**WHAT TO DO:** Please output the lines shown below exactly as they appear.

--- START MATERIAL FOR THIS TASK ---

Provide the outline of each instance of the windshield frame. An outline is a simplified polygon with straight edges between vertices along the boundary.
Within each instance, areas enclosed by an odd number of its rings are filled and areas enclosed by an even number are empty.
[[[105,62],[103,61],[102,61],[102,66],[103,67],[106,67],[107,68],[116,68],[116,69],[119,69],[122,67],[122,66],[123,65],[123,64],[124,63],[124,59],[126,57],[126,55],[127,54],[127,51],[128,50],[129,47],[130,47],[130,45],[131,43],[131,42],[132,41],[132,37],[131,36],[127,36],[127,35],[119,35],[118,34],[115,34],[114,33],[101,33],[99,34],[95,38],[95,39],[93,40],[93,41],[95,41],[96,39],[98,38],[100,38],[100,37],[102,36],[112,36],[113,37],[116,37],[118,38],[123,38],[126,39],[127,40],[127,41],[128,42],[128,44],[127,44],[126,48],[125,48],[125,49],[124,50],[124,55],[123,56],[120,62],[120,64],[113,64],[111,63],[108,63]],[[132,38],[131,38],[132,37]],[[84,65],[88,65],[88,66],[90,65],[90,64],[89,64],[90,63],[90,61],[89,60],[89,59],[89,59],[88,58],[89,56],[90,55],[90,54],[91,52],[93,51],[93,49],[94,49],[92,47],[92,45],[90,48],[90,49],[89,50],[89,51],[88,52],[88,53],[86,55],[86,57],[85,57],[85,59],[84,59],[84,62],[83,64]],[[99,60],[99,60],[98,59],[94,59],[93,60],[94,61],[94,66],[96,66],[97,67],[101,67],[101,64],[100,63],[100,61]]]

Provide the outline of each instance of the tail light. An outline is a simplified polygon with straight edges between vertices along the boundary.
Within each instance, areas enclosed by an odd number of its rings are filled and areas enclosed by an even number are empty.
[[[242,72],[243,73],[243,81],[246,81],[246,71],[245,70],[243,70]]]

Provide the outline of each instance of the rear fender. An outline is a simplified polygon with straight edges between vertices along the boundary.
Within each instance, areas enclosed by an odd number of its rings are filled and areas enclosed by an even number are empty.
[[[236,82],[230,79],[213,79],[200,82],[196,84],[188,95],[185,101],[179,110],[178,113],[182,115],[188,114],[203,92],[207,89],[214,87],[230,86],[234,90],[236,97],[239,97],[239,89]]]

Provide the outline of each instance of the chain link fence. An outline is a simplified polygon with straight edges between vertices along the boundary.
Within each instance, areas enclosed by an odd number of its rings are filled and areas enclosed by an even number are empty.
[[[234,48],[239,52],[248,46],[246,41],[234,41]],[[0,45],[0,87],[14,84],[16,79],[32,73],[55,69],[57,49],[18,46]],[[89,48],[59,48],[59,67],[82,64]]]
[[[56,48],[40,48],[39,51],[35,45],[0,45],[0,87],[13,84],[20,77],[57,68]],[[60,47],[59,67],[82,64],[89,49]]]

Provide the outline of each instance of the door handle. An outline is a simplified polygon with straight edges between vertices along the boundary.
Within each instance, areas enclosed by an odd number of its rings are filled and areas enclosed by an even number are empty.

--- END MATERIAL FOR THIS TASK ---

**OUTPUT FOR THIS TASK:**
Provide the outline of each instance of the windshield frame. An outline is a simplified polygon with straight edges between vertices along the boundary.
Within each instance, areas enclosed by an odd number of its rings are filled and areas enclosed by an even number are empty.
[[[105,62],[103,61],[102,61],[102,66],[103,67],[106,67],[107,68],[116,68],[116,69],[119,69],[122,67],[122,66],[123,65],[123,64],[124,63],[124,59],[126,57],[126,55],[127,54],[127,51],[128,50],[129,47],[130,47],[130,45],[131,43],[131,42],[132,41],[132,37],[131,36],[127,36],[127,35],[119,35],[118,34],[115,34],[114,33],[101,33],[99,34],[95,38],[95,39],[93,40],[93,41],[95,41],[96,39],[98,38],[100,38],[100,37],[102,36],[112,36],[113,37],[116,37],[118,38],[123,38],[126,39],[127,40],[127,41],[128,42],[128,44],[127,44],[126,48],[125,48],[125,49],[124,50],[124,55],[123,56],[120,62],[120,64],[113,64],[111,63],[108,63]],[[132,38],[131,38],[132,37]],[[84,65],[88,65],[88,66],[90,65],[90,64],[89,64],[90,63],[90,61],[89,60],[89,59],[89,59],[88,58],[89,56],[90,55],[90,54],[91,52],[93,51],[93,49],[94,49],[92,47],[92,45],[90,48],[90,49],[89,50],[89,51],[88,52],[88,53],[86,55],[86,57],[85,57],[85,59],[84,59],[84,62],[83,64]],[[99,60],[99,60],[98,59],[94,59],[93,60],[94,61],[94,66],[96,66],[97,67],[101,67],[101,64],[100,63],[100,61]]]

Provide the outline of each instance of the tail light. An outline is a simplified polygon with straight edges between vertices along the boundary.
Within each instance, areas enclosed by an odd number of its rings are filled and areas enclosed by an even number are empty.
[[[242,72],[243,73],[243,81],[246,81],[246,71],[245,70],[243,70]]]

Provide the outline of each instance of the rear fender. An outline is a simplified polygon with straight edges between vertices along the boundary.
Within each instance, areas enclosed by an odd number of its rings are filled and areas enclosed by an even number are empty.
[[[236,82],[230,79],[213,79],[200,82],[196,84],[188,95],[185,101],[179,110],[178,113],[182,115],[188,114],[203,92],[207,89],[214,87],[230,86],[234,90],[236,97],[239,97],[239,89]]]

Provide the outline of each instance of the chain link fence. An outline is a simplified polygon with straight edges between vertices along the boundary.
Within each instance, areas enclosed by an odd number of its rings are filled and areas enclosed by an even number are empty.
[[[234,48],[239,52],[248,46],[246,41],[234,41]],[[0,45],[0,87],[14,84],[16,79],[32,73],[55,69],[57,49],[18,46]],[[89,48],[59,48],[59,67],[82,64]]]
[[[56,48],[40,48],[39,51],[35,45],[0,45],[0,87],[13,84],[20,77],[57,68]],[[60,47],[59,67],[82,64],[89,49]]]

Provide the outline of each instance of the door handle. An outline is a simplified polygon with straight edges between vertices along the boundary.
Within each instance, areas enclosed by an odd number of its rings are filled and areas enclosed by an even number are empty.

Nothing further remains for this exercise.